Dataset rows:
+ + + +

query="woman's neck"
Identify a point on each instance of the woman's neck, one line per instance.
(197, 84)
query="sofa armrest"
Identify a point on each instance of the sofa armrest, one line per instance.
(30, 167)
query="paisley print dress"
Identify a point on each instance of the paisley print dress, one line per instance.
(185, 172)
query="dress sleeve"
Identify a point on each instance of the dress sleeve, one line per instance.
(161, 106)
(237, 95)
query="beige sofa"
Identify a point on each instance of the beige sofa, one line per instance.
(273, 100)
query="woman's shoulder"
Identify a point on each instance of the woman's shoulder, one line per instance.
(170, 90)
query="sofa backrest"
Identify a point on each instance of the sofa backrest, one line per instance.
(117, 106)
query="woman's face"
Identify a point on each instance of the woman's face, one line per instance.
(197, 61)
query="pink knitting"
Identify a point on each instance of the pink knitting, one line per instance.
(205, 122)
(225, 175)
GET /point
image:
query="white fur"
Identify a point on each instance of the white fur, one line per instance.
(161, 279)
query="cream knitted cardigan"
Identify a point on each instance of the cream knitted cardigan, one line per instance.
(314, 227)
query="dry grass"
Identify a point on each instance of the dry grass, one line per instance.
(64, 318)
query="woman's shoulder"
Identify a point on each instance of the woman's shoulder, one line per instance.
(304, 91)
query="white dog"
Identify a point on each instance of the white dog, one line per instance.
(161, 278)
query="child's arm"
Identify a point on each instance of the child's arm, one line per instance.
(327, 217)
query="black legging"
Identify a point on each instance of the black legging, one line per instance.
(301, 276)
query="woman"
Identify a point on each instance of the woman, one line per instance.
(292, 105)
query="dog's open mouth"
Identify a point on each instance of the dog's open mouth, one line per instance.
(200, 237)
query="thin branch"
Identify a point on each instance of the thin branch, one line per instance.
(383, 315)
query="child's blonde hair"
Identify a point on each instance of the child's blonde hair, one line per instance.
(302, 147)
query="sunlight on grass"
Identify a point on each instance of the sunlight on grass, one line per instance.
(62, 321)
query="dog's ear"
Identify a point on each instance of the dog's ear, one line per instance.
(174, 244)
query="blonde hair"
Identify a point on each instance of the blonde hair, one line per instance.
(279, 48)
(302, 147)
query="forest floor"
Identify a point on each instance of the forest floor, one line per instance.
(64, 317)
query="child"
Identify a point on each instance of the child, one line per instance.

+ + + +

Goal
Type the whole listing again, unaltered.

Exercise output
query="woman's neck"
Identify a point on each instance of the woman's neck, one line per instance.
(197, 84)
query="sofa armrest"
Identify a point on each instance of the sofa armrest, one line per instance.
(30, 167)
query="paisley print dress"
Identify a point on each instance of the paisley print dress, one line per instance.
(185, 172)
query="dress sleeve"
Identify a point on each instance of the dress sleeve, one line per instance.
(161, 106)
(237, 95)
query="beige sofa"
Identify a point on each instance of the beige sofa, one line per instance.
(273, 100)
query="woman's shoulder"
Identify a point on each instance of the woman's shoulder, one line per instance.
(170, 90)
query="sofa backrest"
Identify a point on each instance of the sofa backrest, one line per instance.
(117, 106)
query="woman's face"
Identify a point on each instance of the woman's face, one line per instance.
(197, 61)
query="pink knitting"
Identify a point on each instance of the pink knitting, one line per instance.
(205, 122)
(225, 175)
GET /point
image:
query="white fur"
Identify a point on each instance of the white fur, one line per instance.
(161, 279)
query="cream knitted cardigan"
Identify a point on each instance of the cream knitted cardigan, one line per instance.
(314, 227)
query="dry grass"
Identify a point on each instance of the dry grass, one line per instance.
(64, 318)
query="woman's shoulder"
Identify a point on each instance of the woman's shoulder, one line per instance.
(304, 91)
query="white dog"
Identify a point on each instance of the white dog, one line per instance.
(161, 278)
query="child's arm"
Identify a point on each instance of the child's arm, one line per instance.
(327, 217)
query="black legging"
Identify a point on each instance of the black legging, one line per instance.
(301, 276)
query="woman"
Identify a point on each instance of the woman, one line per instance.
(292, 105)
query="dog's open mouth"
Identify a point on each instance of the dog's open mouth, one line per instance.
(200, 237)
query="thin branch"
Identify a point on each instance of the thin branch, one line per instance.
(383, 315)
query="child's blonde hair"
Identify a point on each instance of the child's blonde hair, one line per instance.
(302, 147)
query="sunlight on grass"
Identify a point on each instance of the sunlight on grass, one line per instance.
(62, 321)
query="dog's ear"
Identify a point on each instance of the dog's ear, one line per instance.
(174, 244)
query="blonde hair"
Identify a point on each instance of the blonde hair, one line per instance.
(279, 48)
(302, 147)
query="forest floor"
Identify a point on each instance of the forest floor, one line per instance.
(64, 317)
query="child"
Identify a point on each instance of the child, one line per instance.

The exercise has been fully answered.